- [QUESTIONS TO ANSWER]:
[1] In the abstract on retinal lipotoxicity, substitute "DR" for "diabetic retinopathy" and write out the passage that begins at the words "Purpose: Although hyperglycemia" and stops after "lipids in the development of diabetic retinopathy.".
[2] Answer these questions about the abstract on retinal lipotoxicity:
(a) What concentration of palmitate were the retinal endothelial cells incubated with?
(b) What method was used to evaluate mitochondrial DNA damage?
(c) At 48 hours, which condition significantly damaged mtDNA?

- [SOURCE EXTRACT]:
★ ★ ★ ★ ★ ★ ★
Lipotoxicity augments glucotoxicity-induced mitochondrial damage in the development of diabetic retinopathy.

Purpose: Although hyperglycemia is the main instigator in the development of diabetic retinopathy, dyslipidemia is also considered to play an important role. In the pathogenesis of diabetic retinopathy, cytosolic NADPH oxidase 2 (Nox2) is activated before retinal mitochondria are damaged. Our aim was to investigate the effect of lipids in the development of diabetic retinopathy.

Methods: Reactive oxygen species (ROS, by 2',7'-dichlorofluorescein diacetate) and activities of Nox2 (by a lucigenin-based method) and Rac1 (by G-LISA) were quantified in retinal endothelial cells incubated with 50 μM palmitate in 5 mM glucose (lipotoxicity) or 20 mM glucose (glucolipotoxicity) for 6 to 96 hours. Mitochondrial DNA (mtDNA) damage was evaluated by extended-length PCR and its transcription by quantifying cytochrome b transcripts.

Results: Within 6 hours of exposure of endothelial cells to lipotoxicity, or glucotoxicity (20 mM glucose, without palmitate), significant increase in ROS, Nox2, and Rac1 was observed, which was exacerbated by glucolipotoxic insult. At 48 hours, neither lipotoxicity nor glucotoxicity had any effect on mtDNA and its transcription, but glucolipotoxicity significantly damaged mtDNA and decreased cytochrome b transcripts, and at 96 hours, glucotoxicity and glucolipotoxicity produced similar detrimental effects on mitochondrial damage.
★ ★ ★ ★ ★ ★ ★
[Stored items]
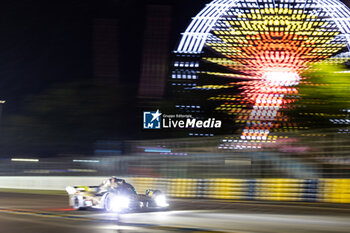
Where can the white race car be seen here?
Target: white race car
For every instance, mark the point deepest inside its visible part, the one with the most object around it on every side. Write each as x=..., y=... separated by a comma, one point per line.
x=115, y=199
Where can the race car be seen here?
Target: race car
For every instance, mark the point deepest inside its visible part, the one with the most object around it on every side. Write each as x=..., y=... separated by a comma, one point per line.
x=114, y=195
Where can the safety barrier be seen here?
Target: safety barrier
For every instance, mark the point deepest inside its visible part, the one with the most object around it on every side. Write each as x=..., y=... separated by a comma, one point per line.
x=311, y=190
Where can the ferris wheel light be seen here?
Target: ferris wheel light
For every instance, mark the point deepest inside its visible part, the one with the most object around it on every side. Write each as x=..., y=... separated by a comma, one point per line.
x=281, y=78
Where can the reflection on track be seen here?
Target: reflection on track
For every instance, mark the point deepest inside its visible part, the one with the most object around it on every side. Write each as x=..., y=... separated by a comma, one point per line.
x=197, y=221
x=45, y=213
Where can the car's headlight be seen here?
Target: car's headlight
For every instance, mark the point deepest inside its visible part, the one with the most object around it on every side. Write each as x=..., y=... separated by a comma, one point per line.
x=119, y=203
x=161, y=201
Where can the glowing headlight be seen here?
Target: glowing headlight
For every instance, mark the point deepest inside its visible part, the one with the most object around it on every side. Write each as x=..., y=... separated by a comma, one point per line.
x=119, y=203
x=161, y=201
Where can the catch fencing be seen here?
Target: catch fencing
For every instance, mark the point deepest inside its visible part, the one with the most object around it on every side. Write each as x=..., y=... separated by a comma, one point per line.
x=309, y=190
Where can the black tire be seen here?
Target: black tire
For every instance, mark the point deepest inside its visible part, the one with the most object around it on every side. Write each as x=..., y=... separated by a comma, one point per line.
x=107, y=203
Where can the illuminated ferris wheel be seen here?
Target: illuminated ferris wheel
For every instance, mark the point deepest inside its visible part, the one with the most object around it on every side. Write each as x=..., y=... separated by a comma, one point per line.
x=259, y=47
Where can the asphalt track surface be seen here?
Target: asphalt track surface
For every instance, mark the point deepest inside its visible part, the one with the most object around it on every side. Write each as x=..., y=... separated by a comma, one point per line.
x=34, y=213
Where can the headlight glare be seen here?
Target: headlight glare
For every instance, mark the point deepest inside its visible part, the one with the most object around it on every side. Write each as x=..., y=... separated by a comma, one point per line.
x=119, y=203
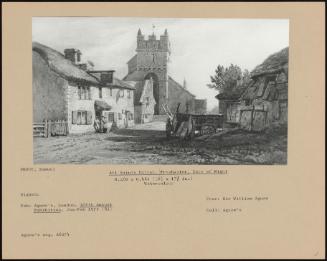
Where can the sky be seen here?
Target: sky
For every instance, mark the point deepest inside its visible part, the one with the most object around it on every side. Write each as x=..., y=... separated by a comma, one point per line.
x=198, y=45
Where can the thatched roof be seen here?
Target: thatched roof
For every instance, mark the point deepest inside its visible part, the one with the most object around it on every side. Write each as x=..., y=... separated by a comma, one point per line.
x=273, y=64
x=62, y=66
x=117, y=83
x=102, y=105
x=233, y=94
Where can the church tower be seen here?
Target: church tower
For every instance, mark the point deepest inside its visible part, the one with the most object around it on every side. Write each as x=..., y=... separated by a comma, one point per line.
x=151, y=61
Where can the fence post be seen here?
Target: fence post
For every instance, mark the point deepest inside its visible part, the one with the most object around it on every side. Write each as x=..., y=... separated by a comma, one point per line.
x=49, y=128
x=252, y=112
x=45, y=130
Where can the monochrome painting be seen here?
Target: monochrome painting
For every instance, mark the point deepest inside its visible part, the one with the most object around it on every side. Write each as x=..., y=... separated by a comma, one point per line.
x=184, y=91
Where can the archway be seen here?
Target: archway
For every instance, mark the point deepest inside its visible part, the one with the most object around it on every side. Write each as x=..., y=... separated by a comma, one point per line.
x=155, y=90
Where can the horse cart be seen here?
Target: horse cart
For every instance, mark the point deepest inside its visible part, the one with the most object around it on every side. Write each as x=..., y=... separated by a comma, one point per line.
x=187, y=126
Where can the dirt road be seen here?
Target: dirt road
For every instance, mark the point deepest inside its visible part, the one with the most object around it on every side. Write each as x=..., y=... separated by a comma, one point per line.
x=147, y=144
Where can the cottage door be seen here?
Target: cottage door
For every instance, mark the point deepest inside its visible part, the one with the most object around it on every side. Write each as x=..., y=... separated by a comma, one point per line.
x=126, y=119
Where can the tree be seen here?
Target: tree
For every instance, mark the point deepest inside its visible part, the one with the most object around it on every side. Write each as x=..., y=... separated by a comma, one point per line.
x=225, y=79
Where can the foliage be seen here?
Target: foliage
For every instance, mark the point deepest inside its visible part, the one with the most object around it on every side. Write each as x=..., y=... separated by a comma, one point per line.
x=226, y=79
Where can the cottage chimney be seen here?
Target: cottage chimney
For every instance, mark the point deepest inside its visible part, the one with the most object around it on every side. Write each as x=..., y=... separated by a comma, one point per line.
x=184, y=84
x=72, y=54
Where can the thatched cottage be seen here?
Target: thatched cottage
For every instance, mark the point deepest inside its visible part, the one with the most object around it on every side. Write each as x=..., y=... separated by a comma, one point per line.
★ ★ ★ ★ ★ ★ ★
- [ANSWER SECTION]:
[1]
Purpose: Although hyperglycemia is the main instigator in the development of DR, dyslipidemia is also considered to play an important role. In the pathogenesis of DR, cytosolic NADPH oxidase 2 (Nox2) is activated before retinal mitochondria are damaged. Our aim was to investigate the effect of lipids in the development of DR.

[2]
(a) 50 μM
(b) Extended-length PCR
(c) Glucolipotoxicity